Pick out each line in the data below that contains the string "gray" and copy those lines. The match is case-sensitive.

--- MATERIAL SHOWN ---

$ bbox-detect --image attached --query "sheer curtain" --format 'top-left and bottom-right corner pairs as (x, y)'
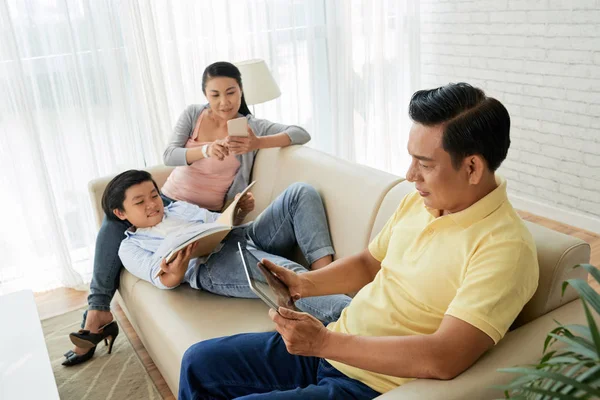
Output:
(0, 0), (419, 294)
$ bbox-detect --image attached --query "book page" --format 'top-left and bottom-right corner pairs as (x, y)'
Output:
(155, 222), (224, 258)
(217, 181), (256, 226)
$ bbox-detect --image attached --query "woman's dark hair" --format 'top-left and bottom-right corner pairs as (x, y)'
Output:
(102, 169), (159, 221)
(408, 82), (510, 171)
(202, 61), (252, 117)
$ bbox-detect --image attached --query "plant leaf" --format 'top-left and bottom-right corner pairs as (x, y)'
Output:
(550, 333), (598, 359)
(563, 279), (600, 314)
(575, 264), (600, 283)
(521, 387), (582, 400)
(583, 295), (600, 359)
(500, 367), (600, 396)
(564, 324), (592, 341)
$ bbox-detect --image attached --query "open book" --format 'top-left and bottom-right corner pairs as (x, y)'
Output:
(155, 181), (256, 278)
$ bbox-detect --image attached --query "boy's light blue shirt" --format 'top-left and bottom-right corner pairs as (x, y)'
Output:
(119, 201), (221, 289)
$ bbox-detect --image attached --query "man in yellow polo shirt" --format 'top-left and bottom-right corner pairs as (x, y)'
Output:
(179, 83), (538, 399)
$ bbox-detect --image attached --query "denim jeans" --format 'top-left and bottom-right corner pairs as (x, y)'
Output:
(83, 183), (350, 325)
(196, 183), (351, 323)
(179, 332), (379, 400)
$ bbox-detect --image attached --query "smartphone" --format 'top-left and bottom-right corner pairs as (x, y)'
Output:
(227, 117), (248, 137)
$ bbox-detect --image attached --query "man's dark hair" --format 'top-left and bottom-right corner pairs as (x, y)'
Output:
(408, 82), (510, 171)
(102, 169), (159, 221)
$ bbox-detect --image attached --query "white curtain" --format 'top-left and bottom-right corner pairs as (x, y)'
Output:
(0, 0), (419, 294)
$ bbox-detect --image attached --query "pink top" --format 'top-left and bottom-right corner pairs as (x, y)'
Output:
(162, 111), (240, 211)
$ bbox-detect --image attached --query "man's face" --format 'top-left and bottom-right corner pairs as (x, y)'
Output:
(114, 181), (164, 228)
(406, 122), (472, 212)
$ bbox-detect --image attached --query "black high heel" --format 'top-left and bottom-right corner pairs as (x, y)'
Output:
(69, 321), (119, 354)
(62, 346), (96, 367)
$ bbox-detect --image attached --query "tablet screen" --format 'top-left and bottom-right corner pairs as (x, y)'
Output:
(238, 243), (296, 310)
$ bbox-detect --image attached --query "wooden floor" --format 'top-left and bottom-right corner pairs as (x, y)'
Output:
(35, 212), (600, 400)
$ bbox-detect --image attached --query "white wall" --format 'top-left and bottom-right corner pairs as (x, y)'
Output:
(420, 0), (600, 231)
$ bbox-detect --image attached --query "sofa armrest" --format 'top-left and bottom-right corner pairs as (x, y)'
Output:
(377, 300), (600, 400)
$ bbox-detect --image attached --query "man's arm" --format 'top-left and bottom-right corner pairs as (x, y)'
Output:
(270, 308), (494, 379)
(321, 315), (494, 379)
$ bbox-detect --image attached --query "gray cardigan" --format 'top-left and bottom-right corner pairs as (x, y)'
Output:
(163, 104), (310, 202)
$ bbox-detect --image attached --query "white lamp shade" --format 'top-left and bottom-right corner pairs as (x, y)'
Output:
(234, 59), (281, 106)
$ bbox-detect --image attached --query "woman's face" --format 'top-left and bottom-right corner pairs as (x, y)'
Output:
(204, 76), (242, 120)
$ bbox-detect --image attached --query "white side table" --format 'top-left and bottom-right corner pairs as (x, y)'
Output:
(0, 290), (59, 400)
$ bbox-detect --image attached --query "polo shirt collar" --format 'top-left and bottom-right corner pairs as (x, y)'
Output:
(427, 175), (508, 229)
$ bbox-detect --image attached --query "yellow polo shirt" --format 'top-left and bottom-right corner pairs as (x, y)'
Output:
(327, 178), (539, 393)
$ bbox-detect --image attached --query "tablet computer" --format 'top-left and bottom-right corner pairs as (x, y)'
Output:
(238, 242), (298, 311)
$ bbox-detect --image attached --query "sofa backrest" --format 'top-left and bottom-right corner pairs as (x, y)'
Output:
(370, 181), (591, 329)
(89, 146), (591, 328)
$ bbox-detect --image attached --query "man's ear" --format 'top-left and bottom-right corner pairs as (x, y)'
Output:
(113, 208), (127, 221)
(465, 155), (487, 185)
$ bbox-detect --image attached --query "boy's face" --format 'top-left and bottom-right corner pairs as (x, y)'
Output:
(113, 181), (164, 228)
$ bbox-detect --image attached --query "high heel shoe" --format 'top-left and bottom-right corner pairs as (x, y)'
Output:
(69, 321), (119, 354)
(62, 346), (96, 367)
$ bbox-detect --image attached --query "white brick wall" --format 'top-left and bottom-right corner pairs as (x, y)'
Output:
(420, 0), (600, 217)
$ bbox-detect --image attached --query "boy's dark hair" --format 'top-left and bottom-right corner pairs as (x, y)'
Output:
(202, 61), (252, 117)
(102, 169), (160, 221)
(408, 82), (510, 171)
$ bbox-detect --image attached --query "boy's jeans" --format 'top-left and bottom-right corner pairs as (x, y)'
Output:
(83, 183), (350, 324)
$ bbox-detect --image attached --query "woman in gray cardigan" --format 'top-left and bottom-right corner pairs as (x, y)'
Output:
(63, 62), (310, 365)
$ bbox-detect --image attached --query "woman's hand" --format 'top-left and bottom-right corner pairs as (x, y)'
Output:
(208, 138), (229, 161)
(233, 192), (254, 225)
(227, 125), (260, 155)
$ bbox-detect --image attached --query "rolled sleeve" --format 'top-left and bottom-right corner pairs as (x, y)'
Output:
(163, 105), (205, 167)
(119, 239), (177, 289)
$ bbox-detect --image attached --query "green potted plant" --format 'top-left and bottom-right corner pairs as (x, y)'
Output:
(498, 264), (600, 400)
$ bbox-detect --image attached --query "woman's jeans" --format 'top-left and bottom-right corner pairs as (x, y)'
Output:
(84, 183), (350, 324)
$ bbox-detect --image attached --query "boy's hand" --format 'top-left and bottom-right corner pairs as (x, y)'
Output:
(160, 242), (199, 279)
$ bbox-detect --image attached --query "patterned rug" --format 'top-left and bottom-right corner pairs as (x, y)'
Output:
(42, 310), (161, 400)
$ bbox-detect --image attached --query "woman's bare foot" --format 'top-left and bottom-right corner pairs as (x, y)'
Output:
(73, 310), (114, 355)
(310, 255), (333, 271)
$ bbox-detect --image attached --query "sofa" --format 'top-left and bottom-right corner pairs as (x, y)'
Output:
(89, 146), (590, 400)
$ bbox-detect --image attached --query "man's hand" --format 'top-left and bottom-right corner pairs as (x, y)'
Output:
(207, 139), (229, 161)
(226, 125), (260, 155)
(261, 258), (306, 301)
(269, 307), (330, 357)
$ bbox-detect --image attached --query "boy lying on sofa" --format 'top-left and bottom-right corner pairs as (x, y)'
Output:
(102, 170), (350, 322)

---

● RESULT FOR THIS TASK:
$ bbox-detect --image attached --query "gray cardigan" --format 'top-left and bottom-right corner pairs as (x, y)'
$ bbox-detect --image attached --query "woman in gray cardigan" --format 'top-left and bottom-right corner pairs as (x, y)'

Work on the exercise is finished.